**Given text**.
The table indicates the address calculation performed for each addressing mode.

| Mode              | Algorithm         | Principal Advantage | Principal Disadvantage     |
|-------------------|-------------------|---------------------|----------------------------|
| Immediate         | Operand $= A$     | No memory reference | Limited operand magnitude  |
| Direct            | EA = A            | Simple              | Limited address space      |
| Indirect          | EA = (A)          | Large address space | Multiple memory references |
| Register          | EA = R            | No memory reference | Limited address space      |
| Register indirect | EA = (R)          | Large address space | Extra memory reference     |
| Displacement      | EA = A + (R)      | Flexibility         | Complexity                 |
| Stack             | EA = top of stack | No memory reference | Limited applicability      |

#### Before beginning this discussion, two comments need to be made.

- First, virtually all computer architectures provide more than one of these addressing modes. The question arises as to how the processor can determine which address mode is being used in a particular instruction. Several approaches are taken:
  - Often, different opcodes will use different addressing modes.
  - Also, one or more bits in the instruction format can be used as a *mode field*. The value of the mode field determines which addressing mode is to be used.
- The second comment concerns the interpretation of the effective address (EA).
  - In a system without virtual memory, the **effective address** will be either a main memory address or a register.
  - In a virtual memory system, the effective address is a virtual address or a register. The actual
    mapping to a physical address is a function of the memory management unit (MMU) and is
    invisible to the programmer.

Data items
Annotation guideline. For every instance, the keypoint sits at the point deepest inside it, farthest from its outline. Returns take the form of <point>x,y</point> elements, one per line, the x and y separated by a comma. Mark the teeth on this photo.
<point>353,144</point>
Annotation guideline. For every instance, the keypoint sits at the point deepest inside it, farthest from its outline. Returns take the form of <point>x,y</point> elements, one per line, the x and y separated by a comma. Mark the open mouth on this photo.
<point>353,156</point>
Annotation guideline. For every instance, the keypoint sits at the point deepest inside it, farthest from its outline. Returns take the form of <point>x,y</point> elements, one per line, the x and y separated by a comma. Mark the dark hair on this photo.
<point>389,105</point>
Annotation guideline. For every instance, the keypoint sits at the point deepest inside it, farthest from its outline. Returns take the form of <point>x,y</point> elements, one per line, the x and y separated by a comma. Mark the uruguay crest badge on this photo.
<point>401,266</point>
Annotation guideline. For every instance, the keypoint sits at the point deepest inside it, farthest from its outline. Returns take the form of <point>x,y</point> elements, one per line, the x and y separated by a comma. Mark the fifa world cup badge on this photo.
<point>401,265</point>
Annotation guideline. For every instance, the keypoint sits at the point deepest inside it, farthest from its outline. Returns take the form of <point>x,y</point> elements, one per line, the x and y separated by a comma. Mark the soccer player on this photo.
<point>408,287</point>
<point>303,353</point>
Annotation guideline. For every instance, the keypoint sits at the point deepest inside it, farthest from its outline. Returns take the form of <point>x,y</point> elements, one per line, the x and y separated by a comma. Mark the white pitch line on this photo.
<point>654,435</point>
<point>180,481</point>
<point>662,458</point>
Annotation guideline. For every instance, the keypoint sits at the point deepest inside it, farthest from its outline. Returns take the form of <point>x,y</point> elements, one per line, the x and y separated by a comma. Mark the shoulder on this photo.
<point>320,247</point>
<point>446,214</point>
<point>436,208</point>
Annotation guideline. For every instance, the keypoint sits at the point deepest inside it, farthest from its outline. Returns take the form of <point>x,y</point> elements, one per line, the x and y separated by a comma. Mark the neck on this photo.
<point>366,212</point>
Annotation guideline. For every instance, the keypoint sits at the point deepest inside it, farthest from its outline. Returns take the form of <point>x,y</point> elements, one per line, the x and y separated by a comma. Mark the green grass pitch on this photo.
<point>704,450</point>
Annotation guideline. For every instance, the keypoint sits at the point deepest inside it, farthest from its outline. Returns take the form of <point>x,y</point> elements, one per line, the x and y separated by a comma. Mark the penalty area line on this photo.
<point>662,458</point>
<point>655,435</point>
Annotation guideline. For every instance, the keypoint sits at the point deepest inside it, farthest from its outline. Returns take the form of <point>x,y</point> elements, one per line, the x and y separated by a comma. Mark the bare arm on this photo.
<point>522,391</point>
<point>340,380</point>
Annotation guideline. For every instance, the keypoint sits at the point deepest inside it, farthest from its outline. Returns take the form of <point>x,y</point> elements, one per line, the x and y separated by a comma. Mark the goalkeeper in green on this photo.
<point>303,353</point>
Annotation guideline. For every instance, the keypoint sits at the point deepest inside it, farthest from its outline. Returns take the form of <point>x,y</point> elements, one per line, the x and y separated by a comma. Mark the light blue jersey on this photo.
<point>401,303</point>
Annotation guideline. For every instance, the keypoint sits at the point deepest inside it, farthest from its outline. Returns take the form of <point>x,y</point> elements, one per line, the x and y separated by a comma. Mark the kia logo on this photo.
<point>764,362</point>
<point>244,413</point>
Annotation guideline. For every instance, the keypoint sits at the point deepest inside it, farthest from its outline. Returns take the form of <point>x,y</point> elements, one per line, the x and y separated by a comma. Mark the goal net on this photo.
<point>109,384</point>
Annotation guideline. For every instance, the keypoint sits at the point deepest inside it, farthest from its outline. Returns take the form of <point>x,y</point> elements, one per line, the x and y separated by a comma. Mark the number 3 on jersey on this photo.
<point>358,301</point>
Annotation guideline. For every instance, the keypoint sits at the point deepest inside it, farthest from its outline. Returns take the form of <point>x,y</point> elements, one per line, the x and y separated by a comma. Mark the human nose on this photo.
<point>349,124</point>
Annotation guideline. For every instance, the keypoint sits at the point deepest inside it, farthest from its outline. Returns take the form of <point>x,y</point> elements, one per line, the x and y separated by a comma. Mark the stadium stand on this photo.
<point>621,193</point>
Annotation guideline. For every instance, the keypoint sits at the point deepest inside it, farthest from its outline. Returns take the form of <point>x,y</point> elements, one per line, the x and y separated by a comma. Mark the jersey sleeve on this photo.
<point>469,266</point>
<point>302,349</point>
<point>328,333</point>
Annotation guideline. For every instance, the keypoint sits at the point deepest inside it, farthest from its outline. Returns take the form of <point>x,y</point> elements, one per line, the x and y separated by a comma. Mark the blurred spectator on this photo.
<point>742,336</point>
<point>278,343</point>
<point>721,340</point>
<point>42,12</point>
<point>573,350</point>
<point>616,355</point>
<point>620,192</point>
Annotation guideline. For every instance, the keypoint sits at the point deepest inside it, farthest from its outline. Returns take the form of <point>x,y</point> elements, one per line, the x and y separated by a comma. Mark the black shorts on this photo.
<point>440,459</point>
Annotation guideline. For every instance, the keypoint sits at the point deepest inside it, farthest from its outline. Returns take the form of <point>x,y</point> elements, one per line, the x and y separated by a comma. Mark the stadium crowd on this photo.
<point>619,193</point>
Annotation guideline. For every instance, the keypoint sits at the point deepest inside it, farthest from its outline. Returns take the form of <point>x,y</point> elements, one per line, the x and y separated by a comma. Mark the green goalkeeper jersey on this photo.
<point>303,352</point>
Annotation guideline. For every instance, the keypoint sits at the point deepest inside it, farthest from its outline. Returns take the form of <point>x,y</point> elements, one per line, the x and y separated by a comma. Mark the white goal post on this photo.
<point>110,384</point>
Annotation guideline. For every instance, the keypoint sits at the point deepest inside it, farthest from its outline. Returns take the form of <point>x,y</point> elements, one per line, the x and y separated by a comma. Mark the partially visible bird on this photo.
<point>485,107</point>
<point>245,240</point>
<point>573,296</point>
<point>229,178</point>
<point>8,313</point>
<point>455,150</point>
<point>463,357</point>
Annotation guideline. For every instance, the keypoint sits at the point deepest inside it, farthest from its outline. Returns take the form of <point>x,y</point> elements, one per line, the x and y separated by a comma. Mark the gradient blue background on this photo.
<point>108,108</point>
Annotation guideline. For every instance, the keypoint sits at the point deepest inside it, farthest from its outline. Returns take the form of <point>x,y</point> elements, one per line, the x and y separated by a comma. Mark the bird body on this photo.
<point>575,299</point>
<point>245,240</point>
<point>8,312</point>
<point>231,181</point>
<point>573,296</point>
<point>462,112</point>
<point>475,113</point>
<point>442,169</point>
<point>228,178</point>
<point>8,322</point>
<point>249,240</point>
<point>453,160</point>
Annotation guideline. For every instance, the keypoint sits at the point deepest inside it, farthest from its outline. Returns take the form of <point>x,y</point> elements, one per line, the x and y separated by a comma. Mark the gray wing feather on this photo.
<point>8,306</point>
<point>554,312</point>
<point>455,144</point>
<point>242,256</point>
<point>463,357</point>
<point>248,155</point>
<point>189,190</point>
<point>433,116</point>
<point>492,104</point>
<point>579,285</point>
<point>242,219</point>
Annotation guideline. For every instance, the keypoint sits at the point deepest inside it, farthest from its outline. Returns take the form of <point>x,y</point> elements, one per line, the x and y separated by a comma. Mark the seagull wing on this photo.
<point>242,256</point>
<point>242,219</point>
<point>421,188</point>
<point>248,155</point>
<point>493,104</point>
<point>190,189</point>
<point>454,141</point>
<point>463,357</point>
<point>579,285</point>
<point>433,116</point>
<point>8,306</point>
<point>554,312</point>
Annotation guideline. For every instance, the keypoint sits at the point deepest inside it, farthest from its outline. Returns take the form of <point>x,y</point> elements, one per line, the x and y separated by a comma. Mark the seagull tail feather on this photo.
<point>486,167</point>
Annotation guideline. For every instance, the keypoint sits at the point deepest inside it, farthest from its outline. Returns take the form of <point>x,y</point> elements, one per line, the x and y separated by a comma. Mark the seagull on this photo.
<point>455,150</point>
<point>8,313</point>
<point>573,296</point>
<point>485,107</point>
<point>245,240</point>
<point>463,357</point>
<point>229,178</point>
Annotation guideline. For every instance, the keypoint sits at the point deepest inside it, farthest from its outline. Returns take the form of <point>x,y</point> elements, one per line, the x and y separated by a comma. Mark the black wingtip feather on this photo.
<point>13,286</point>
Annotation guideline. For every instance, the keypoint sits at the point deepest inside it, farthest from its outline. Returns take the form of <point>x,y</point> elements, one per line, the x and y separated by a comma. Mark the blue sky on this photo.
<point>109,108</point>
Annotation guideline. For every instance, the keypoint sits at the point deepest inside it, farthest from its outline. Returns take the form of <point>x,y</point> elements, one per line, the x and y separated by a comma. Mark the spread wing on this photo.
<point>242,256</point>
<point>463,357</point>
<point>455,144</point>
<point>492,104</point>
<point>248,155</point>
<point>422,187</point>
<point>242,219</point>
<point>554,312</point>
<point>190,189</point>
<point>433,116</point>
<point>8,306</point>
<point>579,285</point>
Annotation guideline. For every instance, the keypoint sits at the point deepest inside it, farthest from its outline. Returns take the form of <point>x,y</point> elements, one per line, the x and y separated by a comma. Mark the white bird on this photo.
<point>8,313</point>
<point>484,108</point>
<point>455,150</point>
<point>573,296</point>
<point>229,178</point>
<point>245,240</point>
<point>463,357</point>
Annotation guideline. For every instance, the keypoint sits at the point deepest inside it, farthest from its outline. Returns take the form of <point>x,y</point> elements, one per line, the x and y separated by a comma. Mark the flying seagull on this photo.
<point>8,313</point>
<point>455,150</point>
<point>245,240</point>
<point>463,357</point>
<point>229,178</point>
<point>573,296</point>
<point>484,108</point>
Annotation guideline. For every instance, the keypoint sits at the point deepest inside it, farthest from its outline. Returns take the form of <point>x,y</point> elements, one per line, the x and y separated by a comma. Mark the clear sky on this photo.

**Instruction A**. Using the addressing-modes text above, decide whether each statement agrees with it: (i) the principal disadvantage of register indirect addressing is an extra memory reference; (ii) the principal advantage of displacement addressing is simplicity; (iii) in a virtual memory system, the mapping to a physical address is visible to the programmer. Answer yes or no for each, quoting the deciding words.
**Instruction B**. Carry on the addressing-modes text above from its last sentence.

**Written answer A**.
(i) Yes: "Extra memory reference"
(ii) No: "Flexibility"
(iii) No: "invisible to the programmer."

**Written answer B**.
#### **Immediate Addressing**

The simplest form of addressing is **immediate addressing**, in which the operand value is present in the instruction

#### Operand = A

This mode can be used to define and use constants or set initial values of variables. Typically, the number will be stored in two's complement form; the leftmost bit of the operand field is used as a sign bit. When the operand is loaded into a data register, the sign bit is extended to the left to the full data **word** size. In some cases, the immediate binary value is interpreted as an unsigned nonnegative integer.

The advantage of immediate addressing is that no memory reference other than the instruction fetch is required to obtain the operand, thus saving one memory or cache cycle in the instruction cycle.

The disadvantage is that the size of the number is restricted to the size of the address field, which, in most instruction sets, is small compared with the word length.

#### **Direct Addressing**

A very simple form of addressing is direct addressing, in which the address field contains the effective address of the operand:

$$EA = A$$

The technique was common in earlier generations of computers but is not common on contemporary architectures.

It requires only one memory reference and no special calculation.

The obvious limitation is that it provides only a limited address space.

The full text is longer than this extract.